* [Task requirements]: Render all the lines below as a Markdown table with two columns, Row and Line. Number the rows in order and leave out any blank lines.
[start Supplied material]
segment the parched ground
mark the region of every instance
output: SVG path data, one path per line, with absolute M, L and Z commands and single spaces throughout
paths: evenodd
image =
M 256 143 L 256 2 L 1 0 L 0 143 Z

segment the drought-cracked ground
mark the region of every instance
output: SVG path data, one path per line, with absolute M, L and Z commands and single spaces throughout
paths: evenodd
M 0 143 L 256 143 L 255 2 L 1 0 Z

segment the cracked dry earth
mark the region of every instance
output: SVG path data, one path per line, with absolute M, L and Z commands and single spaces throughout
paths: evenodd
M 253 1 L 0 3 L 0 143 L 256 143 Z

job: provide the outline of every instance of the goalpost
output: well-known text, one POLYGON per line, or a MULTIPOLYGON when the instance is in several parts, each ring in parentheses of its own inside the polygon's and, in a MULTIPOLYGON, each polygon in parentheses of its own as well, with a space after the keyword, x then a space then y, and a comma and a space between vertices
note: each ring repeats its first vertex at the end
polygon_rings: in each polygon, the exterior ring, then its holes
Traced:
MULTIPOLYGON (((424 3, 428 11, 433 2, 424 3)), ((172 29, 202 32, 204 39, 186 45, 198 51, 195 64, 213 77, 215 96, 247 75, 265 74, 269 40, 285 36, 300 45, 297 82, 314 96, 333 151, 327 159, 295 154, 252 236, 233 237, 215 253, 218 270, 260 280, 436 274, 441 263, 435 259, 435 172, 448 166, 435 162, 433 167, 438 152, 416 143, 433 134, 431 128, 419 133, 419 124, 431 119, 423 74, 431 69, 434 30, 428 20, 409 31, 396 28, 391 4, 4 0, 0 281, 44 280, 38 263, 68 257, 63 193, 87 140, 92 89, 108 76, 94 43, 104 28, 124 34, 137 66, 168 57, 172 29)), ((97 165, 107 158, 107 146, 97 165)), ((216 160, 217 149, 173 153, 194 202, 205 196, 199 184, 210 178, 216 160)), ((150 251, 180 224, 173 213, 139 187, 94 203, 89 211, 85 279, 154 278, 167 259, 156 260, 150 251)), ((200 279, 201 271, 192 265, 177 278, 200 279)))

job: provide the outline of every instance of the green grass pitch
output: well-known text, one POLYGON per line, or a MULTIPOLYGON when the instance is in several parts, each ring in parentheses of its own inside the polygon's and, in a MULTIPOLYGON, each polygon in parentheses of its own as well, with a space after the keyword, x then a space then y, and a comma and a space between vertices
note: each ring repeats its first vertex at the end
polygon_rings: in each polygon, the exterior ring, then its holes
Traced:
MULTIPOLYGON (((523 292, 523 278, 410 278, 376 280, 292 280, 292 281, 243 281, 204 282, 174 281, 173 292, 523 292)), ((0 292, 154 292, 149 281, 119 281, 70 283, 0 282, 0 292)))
[end Supplied material]
* [The result]:
| Row | Line |
|---|---|
| 1 | segment the parched ground |
| 2 | mark the region of every instance |
| 3 | output: SVG path data, one path per line, with absolute M, L and Z commands and single spaces throughout |
| 4 | paths: evenodd |
| 5 | image = |
| 6 | M 256 143 L 256 2 L 1 0 L 0 143 Z |
| 7 | segment the drought-cracked ground |
| 8 | mark the region of every instance |
| 9 | output: SVG path data, one path per line, with absolute M, L and Z commands and single spaces throughout |
| 10 | paths: evenodd |
| 11 | M 0 143 L 256 143 L 255 2 L 1 0 Z |
| 12 | segment the cracked dry earth |
| 13 | mark the region of every instance |
| 14 | output: SVG path data, one path per line, with absolute M, L and Z commands and single spaces throughout |
| 15 | paths: evenodd |
| 16 | M 253 1 L 0 3 L 0 143 L 256 143 Z |
| 17 | job: provide the outline of every instance of the goalpost |
| 18 | output: well-known text, one POLYGON per line, or a MULTIPOLYGON when the instance is in several parts, each ring in parentheses of its own inside the polygon's and, in a MULTIPOLYGON, each polygon in parentheses of its own as well, with a space after the keyword, x then a space then y, and a comma and a space between vertices |
| 19 | note: each ring repeats its first vertex at the end |
| 20 | polygon_rings: in each polygon, the exterior ring, then its holes |
| 21 | Traced: |
| 22 | MULTIPOLYGON (((424 3, 428 11, 433 2, 424 3)), ((172 29, 202 32, 204 39, 186 45, 198 51, 195 64, 213 77, 215 96, 247 75, 265 74, 269 40, 285 36, 300 45, 297 82, 314 96, 333 151, 327 159, 295 154, 252 236, 233 237, 215 253, 218 270, 260 280, 436 274, 441 263, 435 259, 435 172, 448 166, 435 162, 433 167, 438 152, 416 143, 433 134, 431 128, 419 133, 419 124, 431 119, 423 74, 431 69, 434 30, 428 20, 409 31, 396 28, 391 4, 4 0, 0 281, 44 280, 38 263, 68 257, 63 193, 87 140, 92 89, 108 76, 94 43, 104 28, 124 34, 137 66, 168 57, 172 29)), ((97 165, 107 158, 107 146, 97 165)), ((216 160, 217 149, 173 153, 194 202, 205 196, 199 184, 210 178, 216 160)), ((150 251, 180 224, 173 213, 139 187, 94 203, 89 211, 85 279, 154 278, 167 259, 156 260, 150 251)), ((200 279, 201 271, 192 265, 177 278, 200 279))) |
| 23 | job: provide the outline of every instance of the green grass pitch |
| 24 | output: well-known text, one POLYGON per line, or a MULTIPOLYGON when the instance is in several parts, each ring in parentheses of its own inside the polygon's and, in a MULTIPOLYGON, each polygon in parentheses of its own as well, with a space after the keyword, x then a space then y, and a comma and a space between vertices |
| 25 | note: each ring repeats its first vertex at the end |
| 26 | polygon_rings: in each polygon, the exterior ring, then its holes |
| 27 | Traced: |
| 28 | MULTIPOLYGON (((523 292, 523 278, 410 278, 376 280, 292 280, 292 281, 243 281, 204 282, 174 281, 173 292, 523 292)), ((0 292, 154 292, 149 281, 119 281, 70 283, 0 282, 0 292))) |